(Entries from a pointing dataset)
········

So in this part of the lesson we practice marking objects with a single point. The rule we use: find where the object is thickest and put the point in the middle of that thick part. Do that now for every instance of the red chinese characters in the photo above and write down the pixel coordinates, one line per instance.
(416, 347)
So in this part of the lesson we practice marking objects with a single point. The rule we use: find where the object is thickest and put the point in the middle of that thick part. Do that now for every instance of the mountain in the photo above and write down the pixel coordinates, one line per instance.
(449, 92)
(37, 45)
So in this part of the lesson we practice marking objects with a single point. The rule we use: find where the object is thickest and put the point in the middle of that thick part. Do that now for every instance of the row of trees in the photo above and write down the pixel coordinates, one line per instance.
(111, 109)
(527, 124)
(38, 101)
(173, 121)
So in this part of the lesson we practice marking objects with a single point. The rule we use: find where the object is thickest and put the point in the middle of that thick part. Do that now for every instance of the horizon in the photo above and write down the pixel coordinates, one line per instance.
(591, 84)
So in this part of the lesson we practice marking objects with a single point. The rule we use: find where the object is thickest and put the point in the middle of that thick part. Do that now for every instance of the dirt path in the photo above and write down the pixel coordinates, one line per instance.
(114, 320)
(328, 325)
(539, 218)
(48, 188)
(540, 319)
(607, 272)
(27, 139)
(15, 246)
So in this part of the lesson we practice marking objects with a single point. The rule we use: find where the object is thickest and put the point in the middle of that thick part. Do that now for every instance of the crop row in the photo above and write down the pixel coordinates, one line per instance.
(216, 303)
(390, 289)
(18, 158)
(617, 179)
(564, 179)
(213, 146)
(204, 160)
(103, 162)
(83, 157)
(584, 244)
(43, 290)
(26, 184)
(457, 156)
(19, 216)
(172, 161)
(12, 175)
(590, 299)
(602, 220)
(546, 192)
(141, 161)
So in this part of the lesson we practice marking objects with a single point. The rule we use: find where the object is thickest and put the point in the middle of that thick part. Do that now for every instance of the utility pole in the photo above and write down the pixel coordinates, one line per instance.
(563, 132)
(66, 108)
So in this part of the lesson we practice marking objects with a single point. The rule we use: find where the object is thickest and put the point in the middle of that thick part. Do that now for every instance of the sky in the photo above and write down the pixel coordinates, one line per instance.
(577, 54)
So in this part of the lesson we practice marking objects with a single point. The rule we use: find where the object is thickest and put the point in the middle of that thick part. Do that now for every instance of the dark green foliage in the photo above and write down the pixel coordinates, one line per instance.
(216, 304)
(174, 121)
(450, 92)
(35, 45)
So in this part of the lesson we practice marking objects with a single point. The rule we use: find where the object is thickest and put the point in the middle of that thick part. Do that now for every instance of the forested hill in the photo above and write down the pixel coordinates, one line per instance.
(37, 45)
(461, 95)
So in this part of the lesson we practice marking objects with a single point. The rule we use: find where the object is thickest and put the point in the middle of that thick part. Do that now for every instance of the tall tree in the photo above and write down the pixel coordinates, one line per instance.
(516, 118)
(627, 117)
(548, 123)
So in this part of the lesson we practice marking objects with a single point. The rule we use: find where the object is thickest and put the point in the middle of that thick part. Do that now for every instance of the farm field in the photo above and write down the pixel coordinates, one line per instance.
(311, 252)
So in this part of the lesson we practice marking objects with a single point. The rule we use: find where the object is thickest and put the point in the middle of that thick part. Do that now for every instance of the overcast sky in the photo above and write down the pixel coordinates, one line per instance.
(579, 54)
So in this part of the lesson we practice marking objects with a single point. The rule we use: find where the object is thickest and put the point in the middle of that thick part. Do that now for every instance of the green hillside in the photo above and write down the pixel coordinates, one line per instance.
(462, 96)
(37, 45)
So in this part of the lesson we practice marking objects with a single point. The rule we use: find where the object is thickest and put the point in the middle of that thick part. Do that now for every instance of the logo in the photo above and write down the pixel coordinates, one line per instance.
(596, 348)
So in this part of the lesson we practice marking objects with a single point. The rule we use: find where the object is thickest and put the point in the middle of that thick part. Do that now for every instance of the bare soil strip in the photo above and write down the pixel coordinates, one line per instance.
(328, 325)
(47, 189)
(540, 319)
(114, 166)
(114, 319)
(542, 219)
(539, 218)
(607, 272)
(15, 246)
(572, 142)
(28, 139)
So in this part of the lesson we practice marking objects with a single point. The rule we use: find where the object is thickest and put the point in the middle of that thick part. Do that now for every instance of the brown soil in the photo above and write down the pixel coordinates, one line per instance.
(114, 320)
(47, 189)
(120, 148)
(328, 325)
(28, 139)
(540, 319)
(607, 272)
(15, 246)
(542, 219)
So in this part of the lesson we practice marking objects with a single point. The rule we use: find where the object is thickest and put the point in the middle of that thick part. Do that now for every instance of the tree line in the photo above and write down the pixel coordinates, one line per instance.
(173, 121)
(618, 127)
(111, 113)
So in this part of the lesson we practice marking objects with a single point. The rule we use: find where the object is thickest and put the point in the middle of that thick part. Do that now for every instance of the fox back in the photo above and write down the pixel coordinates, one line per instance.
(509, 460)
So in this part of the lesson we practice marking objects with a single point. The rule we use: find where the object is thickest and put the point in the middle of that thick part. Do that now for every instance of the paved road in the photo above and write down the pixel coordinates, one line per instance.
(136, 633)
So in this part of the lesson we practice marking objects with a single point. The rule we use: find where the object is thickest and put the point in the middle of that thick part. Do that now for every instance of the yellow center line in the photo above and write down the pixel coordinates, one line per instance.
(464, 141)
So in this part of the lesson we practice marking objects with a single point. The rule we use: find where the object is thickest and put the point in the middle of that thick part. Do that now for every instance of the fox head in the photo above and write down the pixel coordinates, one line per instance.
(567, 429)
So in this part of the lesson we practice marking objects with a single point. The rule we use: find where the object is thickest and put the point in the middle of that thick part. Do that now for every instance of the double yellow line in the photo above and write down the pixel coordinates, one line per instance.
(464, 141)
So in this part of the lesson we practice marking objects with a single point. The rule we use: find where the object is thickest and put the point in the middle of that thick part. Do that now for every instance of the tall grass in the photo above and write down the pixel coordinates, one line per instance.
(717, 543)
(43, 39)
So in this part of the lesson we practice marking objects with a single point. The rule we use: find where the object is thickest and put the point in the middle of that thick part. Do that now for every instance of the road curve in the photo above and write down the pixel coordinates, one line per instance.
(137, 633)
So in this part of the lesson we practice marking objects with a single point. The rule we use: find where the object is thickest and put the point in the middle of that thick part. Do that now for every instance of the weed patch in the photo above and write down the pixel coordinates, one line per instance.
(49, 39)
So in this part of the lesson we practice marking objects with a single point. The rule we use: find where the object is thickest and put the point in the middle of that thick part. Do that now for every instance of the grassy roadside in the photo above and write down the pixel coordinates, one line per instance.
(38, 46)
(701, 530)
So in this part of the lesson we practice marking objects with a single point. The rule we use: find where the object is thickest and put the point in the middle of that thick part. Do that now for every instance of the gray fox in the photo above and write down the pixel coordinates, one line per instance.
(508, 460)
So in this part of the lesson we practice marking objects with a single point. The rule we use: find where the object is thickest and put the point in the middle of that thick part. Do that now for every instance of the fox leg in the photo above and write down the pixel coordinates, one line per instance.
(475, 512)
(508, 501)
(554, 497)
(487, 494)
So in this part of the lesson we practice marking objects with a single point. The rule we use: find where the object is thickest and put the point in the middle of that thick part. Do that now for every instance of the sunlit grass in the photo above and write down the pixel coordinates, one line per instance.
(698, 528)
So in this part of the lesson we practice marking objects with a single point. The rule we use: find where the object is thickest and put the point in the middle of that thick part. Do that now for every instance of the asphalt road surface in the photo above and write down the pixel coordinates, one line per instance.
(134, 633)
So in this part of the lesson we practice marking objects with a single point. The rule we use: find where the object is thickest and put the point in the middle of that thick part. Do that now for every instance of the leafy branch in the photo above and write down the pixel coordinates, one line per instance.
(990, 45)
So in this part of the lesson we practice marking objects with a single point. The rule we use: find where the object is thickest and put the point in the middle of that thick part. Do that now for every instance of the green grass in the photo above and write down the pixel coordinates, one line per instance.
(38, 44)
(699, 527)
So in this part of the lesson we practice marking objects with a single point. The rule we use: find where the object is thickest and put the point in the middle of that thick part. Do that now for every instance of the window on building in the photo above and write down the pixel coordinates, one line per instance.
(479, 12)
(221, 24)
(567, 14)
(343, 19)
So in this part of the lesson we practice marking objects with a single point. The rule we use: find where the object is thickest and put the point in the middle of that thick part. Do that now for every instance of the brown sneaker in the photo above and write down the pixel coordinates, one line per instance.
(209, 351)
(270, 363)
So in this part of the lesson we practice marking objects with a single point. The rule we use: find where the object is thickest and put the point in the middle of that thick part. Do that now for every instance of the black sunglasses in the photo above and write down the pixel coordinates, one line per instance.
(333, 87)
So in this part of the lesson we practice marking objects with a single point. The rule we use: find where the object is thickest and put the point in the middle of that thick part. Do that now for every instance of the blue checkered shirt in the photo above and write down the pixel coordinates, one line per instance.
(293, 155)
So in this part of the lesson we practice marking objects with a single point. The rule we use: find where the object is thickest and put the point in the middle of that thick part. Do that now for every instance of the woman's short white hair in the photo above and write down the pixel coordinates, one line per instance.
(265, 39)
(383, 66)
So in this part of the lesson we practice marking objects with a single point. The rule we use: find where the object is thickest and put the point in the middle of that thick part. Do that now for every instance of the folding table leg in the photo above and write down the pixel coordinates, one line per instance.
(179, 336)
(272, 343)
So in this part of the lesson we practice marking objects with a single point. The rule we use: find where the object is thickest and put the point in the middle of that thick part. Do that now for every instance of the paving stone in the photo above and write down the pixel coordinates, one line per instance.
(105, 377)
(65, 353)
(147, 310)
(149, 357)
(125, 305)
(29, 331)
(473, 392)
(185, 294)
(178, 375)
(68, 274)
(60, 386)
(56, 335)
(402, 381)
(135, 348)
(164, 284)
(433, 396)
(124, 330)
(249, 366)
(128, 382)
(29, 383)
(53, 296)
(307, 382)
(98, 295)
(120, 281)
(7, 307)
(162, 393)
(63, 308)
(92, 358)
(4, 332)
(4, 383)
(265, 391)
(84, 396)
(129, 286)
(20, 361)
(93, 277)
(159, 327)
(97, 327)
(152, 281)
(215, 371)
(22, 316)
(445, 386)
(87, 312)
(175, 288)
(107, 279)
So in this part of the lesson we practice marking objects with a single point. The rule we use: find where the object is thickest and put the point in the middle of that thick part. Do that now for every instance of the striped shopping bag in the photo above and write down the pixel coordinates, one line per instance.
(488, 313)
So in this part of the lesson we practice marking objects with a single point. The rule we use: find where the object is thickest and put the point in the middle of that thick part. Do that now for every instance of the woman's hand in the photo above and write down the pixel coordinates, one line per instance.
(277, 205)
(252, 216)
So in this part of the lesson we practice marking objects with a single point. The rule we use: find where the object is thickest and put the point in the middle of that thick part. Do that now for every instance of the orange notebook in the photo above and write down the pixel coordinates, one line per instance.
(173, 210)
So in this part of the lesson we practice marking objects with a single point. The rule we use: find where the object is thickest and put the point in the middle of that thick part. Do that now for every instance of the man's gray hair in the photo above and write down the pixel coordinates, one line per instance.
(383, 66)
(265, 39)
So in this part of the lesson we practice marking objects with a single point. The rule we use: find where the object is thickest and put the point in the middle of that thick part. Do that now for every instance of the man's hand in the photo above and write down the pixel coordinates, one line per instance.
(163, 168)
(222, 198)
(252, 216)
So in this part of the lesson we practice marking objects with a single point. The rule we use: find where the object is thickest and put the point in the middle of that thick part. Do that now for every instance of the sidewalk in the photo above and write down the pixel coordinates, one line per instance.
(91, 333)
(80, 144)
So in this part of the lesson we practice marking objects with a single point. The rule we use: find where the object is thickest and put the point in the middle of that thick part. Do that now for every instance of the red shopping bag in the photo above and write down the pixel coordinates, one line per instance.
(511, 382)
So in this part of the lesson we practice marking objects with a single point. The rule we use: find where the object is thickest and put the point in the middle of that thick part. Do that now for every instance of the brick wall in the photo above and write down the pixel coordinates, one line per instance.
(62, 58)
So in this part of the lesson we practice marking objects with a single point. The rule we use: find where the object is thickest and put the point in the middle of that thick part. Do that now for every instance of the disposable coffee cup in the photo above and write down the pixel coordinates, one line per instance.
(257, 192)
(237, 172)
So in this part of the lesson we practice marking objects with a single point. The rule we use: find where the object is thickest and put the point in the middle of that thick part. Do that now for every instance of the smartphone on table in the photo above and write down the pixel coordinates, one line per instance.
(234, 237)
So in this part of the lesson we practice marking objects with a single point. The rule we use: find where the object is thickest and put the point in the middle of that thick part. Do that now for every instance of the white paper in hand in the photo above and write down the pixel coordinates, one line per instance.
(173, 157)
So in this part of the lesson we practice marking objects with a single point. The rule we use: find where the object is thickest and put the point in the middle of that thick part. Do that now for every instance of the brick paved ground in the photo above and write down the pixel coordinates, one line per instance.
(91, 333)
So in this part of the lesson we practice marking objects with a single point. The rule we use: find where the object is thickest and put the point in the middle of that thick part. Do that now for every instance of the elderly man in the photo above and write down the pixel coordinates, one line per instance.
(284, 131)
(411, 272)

········

§ **TASK INSTRUCTIONS**:
Copy out the listing word for word, starting at the line containing "of the white" and going through the end of the listing.

§ **THE OUTPUT**:
So in this part of the lesson we practice marking objects with a single point. The rule we use: find where the object is thickest and put the point in the middle of that thick part. Do that now for every instance of the white paper in hand in the photo above and write down the pixel coordinates, one line per instance.
(173, 157)
So in this part of the lesson we practice marking objects with a single point. The rule we use: find where the object is thickest and put the point in the middle of that thick part. Do that now for every instance of the brick paved ground in the photo above and write down the pixel coordinates, one line per instance.
(91, 333)
So in this part of the lesson we practice marking objects with a single point. The rule we use: find where the object is thickest and put the point in the middle of that thick part. Do that now for every instance of the elderly man in the photo above and write down the pixel coordinates, one line per instance.
(284, 131)
(411, 272)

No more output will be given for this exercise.